STORED ROWS:

╔══

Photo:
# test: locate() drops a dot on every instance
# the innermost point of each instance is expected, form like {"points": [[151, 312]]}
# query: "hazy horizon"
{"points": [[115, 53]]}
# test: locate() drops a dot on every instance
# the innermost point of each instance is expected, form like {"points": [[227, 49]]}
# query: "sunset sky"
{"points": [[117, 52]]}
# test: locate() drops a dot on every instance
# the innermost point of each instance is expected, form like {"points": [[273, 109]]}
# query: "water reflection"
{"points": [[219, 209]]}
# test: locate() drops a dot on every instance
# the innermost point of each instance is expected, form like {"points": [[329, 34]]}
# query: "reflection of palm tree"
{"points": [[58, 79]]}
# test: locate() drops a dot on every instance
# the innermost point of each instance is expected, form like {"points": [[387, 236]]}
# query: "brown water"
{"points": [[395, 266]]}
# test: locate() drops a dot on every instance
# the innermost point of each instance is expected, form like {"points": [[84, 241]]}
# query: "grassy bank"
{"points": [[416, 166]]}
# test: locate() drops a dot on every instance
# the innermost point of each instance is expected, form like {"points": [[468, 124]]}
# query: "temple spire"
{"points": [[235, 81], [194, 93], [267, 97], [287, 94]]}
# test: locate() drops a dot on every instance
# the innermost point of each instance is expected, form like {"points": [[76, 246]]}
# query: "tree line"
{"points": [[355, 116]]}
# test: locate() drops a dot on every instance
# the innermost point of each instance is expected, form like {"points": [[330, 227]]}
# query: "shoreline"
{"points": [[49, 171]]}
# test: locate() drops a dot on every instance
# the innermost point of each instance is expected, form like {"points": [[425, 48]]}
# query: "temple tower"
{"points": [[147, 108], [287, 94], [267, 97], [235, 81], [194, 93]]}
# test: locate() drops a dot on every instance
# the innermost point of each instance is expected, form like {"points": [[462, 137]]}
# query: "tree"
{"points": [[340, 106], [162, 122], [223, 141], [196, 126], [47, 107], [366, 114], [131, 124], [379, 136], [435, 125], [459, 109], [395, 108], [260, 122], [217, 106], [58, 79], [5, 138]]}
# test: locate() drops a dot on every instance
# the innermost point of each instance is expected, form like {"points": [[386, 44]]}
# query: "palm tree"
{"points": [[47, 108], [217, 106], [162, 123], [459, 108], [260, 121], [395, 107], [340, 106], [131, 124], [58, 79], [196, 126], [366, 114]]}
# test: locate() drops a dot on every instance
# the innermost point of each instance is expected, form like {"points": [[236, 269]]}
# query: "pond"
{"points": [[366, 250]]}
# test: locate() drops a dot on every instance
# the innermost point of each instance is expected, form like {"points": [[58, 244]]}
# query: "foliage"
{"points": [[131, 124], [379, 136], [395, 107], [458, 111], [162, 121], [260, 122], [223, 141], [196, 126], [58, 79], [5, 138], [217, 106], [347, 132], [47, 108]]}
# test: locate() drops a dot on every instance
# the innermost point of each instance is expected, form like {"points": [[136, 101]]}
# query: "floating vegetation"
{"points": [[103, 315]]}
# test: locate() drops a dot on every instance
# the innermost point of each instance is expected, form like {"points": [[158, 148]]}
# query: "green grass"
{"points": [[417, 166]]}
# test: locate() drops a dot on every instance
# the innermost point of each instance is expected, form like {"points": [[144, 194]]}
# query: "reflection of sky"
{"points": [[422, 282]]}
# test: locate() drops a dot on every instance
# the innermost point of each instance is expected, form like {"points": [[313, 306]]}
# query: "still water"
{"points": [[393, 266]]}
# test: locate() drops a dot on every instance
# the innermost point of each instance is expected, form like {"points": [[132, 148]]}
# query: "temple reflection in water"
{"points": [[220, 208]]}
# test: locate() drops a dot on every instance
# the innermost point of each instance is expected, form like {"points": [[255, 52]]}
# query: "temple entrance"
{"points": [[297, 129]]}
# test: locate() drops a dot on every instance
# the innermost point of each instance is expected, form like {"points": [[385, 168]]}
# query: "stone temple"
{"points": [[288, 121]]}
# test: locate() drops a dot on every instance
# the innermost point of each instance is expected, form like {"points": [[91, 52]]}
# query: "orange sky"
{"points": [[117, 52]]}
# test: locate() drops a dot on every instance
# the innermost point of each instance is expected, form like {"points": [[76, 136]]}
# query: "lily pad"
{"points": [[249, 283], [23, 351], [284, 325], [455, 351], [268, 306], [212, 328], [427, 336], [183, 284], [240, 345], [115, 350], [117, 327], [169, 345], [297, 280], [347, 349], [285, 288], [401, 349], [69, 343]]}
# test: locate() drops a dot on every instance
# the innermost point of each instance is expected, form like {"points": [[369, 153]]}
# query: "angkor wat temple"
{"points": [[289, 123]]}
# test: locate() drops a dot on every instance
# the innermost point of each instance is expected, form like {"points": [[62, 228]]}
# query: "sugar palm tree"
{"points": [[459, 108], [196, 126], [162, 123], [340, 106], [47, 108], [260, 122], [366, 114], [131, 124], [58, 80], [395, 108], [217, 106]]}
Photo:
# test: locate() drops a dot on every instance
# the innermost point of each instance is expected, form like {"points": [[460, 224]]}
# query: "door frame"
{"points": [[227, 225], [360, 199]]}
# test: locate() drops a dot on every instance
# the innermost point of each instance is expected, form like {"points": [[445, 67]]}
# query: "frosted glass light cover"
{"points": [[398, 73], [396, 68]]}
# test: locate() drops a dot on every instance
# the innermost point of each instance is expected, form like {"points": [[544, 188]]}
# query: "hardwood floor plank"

╚══

THE TASK: Every line above should be printed again exactly as it stands.

TASK OUTPUT:
Photo:
# test: locate() drops a dot on every instance
# the innermost point of each instance is expected, form like {"points": [[151, 312]]}
# query: "hazy horizon"
{"points": [[115, 53]]}
# test: locate() drops a dot on every instance
# the innermost point of each instance is expected, form like {"points": [[227, 49]]}
# query: "sunset sky"
{"points": [[117, 52]]}
# test: locate() drops a dot on every instance
# the innermost point of each instance is expected, form like {"points": [[273, 109]]}
# query: "water reflection"
{"points": [[219, 209]]}
# test: locate() drops a dot on every instance
# the innermost point of each instance is expected, form like {"points": [[329, 34]]}
# query: "reflection of palm tree"
{"points": [[58, 79]]}
# test: locate() drops a dot on every instance
# the innermost point of each instance is expected, form like {"points": [[387, 236]]}
# query: "brown water"
{"points": [[395, 266]]}
# test: locate() drops a dot on every instance
# the innermost point of each instance is expected, form like {"points": [[84, 241]]}
# query: "grassy bank"
{"points": [[416, 166]]}
# test: locate() drops a dot on every instance
# the innermost point of each instance is expected, form like {"points": [[468, 124]]}
# query: "temple spire"
{"points": [[235, 81], [194, 93], [267, 97], [287, 94]]}
# test: locate() drops a dot on every instance
# the innermost point of each instance is expected, form like {"points": [[76, 246]]}
# query: "tree line"
{"points": [[355, 116]]}
# test: locate() drops a dot on every instance
# the innermost point of each instance is expected, form like {"points": [[330, 227]]}
# query: "shoreline"
{"points": [[49, 171]]}
# test: locate() drops a dot on every instance
# the innermost point of each instance is expected, form like {"points": [[425, 48]]}
# query: "temple tower"
{"points": [[147, 108], [287, 94], [267, 97], [235, 81], [194, 93]]}
# test: locate() drops a dot on every instance
# the innermost point of each instance is expected, form like {"points": [[462, 137]]}
# query: "tree"
{"points": [[340, 106], [162, 122], [223, 141], [196, 126], [47, 107], [366, 114], [131, 124], [379, 136], [435, 125], [459, 109], [395, 108], [260, 122], [217, 106], [58, 79], [5, 138]]}
# test: locate() drops a dot on every instance
# the innermost point of each instance is expected, form like {"points": [[386, 44]]}
# query: "palm tree"
{"points": [[47, 108], [217, 106], [162, 123], [459, 108], [260, 121], [395, 107], [340, 106], [131, 124], [58, 79], [196, 126], [366, 114]]}
# test: locate() drops a dot on every instance
# the innermost point of each instance is expected, form like {"points": [[236, 269]]}
# query: "pond"
{"points": [[366, 250]]}
# test: locate() drops a dot on every instance
# the innermost point of each instance is expected, form like {"points": [[58, 244]]}
# query: "foliage"
{"points": [[131, 124], [379, 136], [395, 107], [458, 111], [162, 121], [260, 122], [223, 141], [196, 126], [58, 79], [5, 138], [217, 106], [347, 132], [47, 108]]}
# test: locate() drops a dot on every instance
# the innermost point of each instance is expected, form like {"points": [[136, 101]]}
# query: "floating vegetation"
{"points": [[103, 315]]}
# test: locate() drops a dot on every instance
# the innermost point of each instance is expected, form like {"points": [[158, 148]]}
# query: "green grass"
{"points": [[417, 166]]}
# test: locate() drops a dot on every instance
# the innermost point of each instance is expected, form like {"points": [[144, 194]]}
# query: "reflection of sky"
{"points": [[422, 282]]}
# test: locate() drops a dot on every instance
# the innermost point of each instance is expected, form like {"points": [[313, 306]]}
# query: "still water"
{"points": [[393, 266]]}
# test: locate() drops a dot on every instance
# the innermost point of each instance is expected, form like {"points": [[132, 148]]}
# query: "temple reflection in water"
{"points": [[220, 208]]}
# test: locate() drops a dot on every instance
# the innermost point of each instance is expected, form like {"points": [[255, 52]]}
# query: "temple entrance"
{"points": [[297, 129]]}
# test: locate() drops a dot on every instance
# the innermost point of each instance is expected, form like {"points": [[385, 168]]}
# query: "stone temple"
{"points": [[288, 121]]}
# test: locate() drops a dot on every instance
# the innermost point of each instance is expected, form like {"points": [[91, 52]]}
# query: "orange sky"
{"points": [[117, 52]]}
# test: locate() drops a dot on every instance
# the innermost point of each instance is expected, form like {"points": [[76, 136]]}
# query: "lily pad"
{"points": [[249, 283], [23, 351], [284, 325], [455, 351], [268, 306], [212, 328], [427, 336], [183, 284], [240, 345], [115, 350], [117, 327], [169, 345], [297, 280], [347, 349], [285, 288], [401, 349], [69, 343]]}
# test: locate() drops a dot on every instance
# the innermost point of each instance is expected, form like {"points": [[369, 153]]}
# query: "angkor wat temple"
{"points": [[289, 123]]}
# test: locate() drops a dot on every instance
# the innermost point of each instance is expected, form like {"points": [[62, 228]]}
# query: "sugar palm tree"
{"points": [[459, 108], [196, 126], [162, 123], [340, 106], [47, 108], [260, 122], [366, 114], [131, 124], [58, 80], [395, 108], [217, 106]]}
Photo:
# test: locate() drops a dot on every instance
# the innermost point of each instance is expected, form like {"points": [[460, 224]]}
# query: "door frame"
{"points": [[227, 225], [360, 199]]}
# test: locate() drops a dot on every instance
# the innermost point of each instance is expected, form like {"points": [[445, 67]]}
# query: "frosted glass light cover"
{"points": [[398, 73], [396, 68]]}
# test: locate() drops a dot on every instance
# the innermost point of each instance is expected, form like {"points": [[544, 188]]}
# query: "hardwood floor plank"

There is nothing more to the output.